> **Passage**:
Need to Know
20 : 07 : 22

Student housing applying decolonised architecture principles, a sensory-bending culinary perfume, and UK consumers are disappointed with customer service.

Canadian student housing with Indigenous design principles

Wii Gyemsiga Siwilaawksat by HCMA. Photography by Bright Photography, Canada
Wii Gyemsiga Siwilaawksat by HCMA. Photography by Bright Photography, Canada
On the lands of the Tsimshian Kitsumkalum First Nation, the Wii Gyemsiga Siwilaawksat student housing honours indigenous design, Canada

Canada – Architecture studio HCMA has unveiled a student housing and cultural centre with Indigenous design as a focal consideration. The space, called Wii Gyemsiga Siwilaawksat, is located at the Coast Mountain College on the ancestral lands of the Tsimshian Kitsumkalum First Nation. Its name translates roughly as ‘where learners are content and comfortable’ – a phrase that also reflects its modular, prefrabricated design and central atrium.

> **Listed records**:
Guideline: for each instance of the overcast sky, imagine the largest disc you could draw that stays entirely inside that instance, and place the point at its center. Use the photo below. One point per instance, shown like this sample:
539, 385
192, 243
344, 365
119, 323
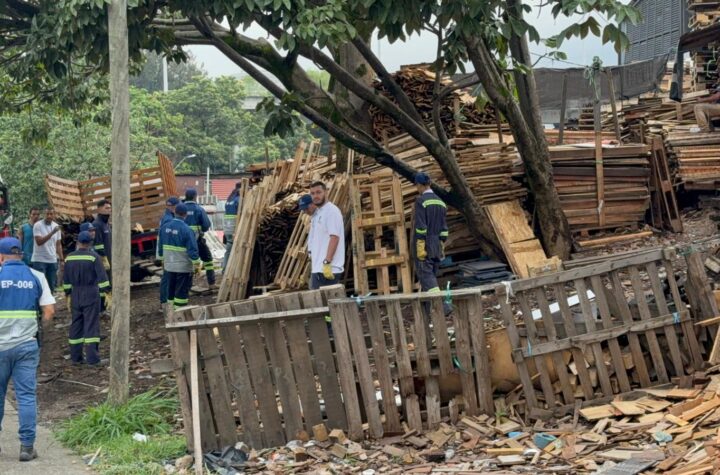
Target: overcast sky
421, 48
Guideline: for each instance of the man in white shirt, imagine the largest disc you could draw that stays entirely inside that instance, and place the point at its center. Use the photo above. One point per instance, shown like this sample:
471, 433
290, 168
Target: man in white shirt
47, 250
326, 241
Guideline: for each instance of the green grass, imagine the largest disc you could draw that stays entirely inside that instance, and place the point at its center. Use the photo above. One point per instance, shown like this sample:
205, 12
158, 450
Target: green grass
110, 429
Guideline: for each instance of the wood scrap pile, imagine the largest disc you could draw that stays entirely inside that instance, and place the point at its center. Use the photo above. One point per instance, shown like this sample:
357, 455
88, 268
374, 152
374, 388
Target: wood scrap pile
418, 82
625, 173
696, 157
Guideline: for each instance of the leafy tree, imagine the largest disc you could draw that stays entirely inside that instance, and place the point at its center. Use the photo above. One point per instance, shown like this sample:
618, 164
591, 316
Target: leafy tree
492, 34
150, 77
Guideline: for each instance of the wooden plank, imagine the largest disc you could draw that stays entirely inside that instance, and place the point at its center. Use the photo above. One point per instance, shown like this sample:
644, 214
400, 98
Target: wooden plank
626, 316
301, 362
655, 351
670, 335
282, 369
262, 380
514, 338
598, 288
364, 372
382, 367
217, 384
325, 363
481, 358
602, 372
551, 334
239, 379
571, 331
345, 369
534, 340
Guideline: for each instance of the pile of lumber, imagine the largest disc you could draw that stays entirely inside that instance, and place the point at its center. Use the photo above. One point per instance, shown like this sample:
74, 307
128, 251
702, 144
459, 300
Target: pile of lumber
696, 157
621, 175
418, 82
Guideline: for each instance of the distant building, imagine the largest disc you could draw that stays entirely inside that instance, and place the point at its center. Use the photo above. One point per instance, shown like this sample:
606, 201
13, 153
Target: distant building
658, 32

> **Set tasks**:
**A)** Repeat word for word the part of the article on Canadian student housing starting at "Canada – Architecture" and ending at "and central atrium.".
**B)** Go on with the article on Canadian student housing, beginning after its final sentence.
The lines have no connection to the article on Canadian student housing.

> **Written responses**:
**A)**
Canada – Architecture studio HCMA has unveiled a student housing and cultural centre with Indigenous design as a focal consideration. The space, called Wii Gyemsiga Siwilaawksat, is located at the Coast Mountain College on the ancestral lands of the Tsimshian Kitsumkalum First Nation. Its name translates roughly as ‘where learners are content and comfortable’ – a phrase that also reflects its modular, prefrabricated design and central atrium.

**B)**
The centre is a response to calls for decolonial action and respect for the cultural practices of Indigenous people, as described in the UN Declaration on the Rights of Indigenous Peoples. The building itself features over 70 artworks from Indigenous artists, including carvings and murals. Meanwhile, a cultural room provides a safe space for students to share knowledge and cultural practice.

Traditionally, architects are used to having authorship over the design expression,’ said HCMA project architect Aiden Callison. ‘When we take a decolonised approach, we find ways to shift that power and develop processes where we take on the role of facilitators of the design process.’ Elsewhere, we previously identified the ways Google is capturing New Zealand’s Indigenous heritage through its inclusive office design.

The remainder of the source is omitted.